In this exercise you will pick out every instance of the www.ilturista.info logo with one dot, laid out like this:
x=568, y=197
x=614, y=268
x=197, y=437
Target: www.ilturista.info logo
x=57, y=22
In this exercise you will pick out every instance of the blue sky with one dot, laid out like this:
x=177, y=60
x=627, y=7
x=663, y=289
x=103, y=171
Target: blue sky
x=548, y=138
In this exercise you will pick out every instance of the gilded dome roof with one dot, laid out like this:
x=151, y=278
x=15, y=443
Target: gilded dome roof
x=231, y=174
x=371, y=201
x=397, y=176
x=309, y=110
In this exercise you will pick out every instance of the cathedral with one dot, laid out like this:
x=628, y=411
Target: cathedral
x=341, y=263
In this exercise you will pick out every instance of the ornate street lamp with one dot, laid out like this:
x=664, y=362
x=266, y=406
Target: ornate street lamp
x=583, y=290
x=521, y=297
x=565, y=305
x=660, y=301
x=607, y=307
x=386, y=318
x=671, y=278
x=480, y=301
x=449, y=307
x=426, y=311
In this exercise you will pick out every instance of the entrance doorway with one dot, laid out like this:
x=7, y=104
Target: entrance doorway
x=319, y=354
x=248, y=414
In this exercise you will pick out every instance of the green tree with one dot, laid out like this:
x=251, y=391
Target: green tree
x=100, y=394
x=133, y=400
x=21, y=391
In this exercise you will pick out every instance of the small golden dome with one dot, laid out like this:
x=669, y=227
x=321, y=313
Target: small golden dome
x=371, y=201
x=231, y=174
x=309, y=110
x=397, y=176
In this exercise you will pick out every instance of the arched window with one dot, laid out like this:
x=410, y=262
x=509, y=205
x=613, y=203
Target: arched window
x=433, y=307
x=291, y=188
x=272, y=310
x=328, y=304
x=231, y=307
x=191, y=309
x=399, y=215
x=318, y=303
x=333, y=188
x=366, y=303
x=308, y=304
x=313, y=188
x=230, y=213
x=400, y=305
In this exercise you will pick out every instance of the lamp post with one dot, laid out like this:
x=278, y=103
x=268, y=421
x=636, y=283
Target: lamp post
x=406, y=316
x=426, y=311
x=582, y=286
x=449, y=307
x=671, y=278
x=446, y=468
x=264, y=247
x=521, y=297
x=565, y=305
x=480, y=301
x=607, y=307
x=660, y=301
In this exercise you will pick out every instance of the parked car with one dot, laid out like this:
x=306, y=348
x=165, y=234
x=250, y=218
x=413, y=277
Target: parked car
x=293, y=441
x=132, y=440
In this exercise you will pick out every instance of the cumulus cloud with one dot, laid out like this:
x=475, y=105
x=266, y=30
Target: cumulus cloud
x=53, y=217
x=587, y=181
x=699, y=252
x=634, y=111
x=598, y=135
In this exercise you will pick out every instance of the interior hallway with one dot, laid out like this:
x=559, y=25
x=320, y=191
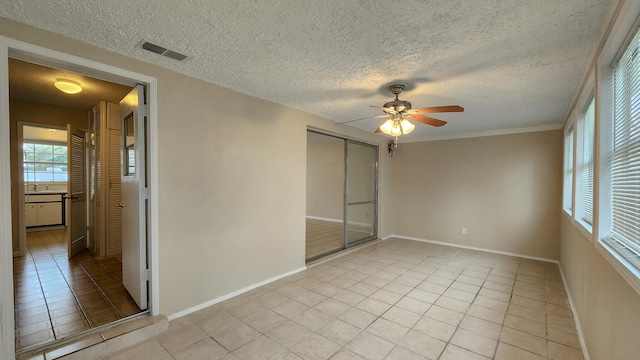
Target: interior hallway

_ _ _

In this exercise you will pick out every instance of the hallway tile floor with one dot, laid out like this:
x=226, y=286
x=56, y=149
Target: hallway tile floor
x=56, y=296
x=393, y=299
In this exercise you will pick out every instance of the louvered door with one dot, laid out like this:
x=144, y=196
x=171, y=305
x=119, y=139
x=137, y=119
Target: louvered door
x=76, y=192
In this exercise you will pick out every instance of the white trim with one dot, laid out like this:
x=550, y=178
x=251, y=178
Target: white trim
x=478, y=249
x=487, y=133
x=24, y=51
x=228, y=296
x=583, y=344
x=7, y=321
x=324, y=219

_ _ _

» **EXERCISE INSTRUCTIONS**:
Rewrite everything from the line containing "of the www.ilturista.info" down to the line containing "x=548, y=138", changing "blue sky" to "open sky" and keeping the rest of those lines unchanged.

» **THE OUTPUT**:
In this exercise you will pick out every instance of the www.ilturista.info logo with one dot, laid out like this:
x=568, y=197
x=614, y=268
x=197, y=437
Target: www.ilturista.info logo
x=57, y=22
In this exercise you will pick out every instance of the open sky with one dot, laid out like this:
x=177, y=60
x=627, y=7
x=663, y=289
x=103, y=171
Target: open sky
x=548, y=138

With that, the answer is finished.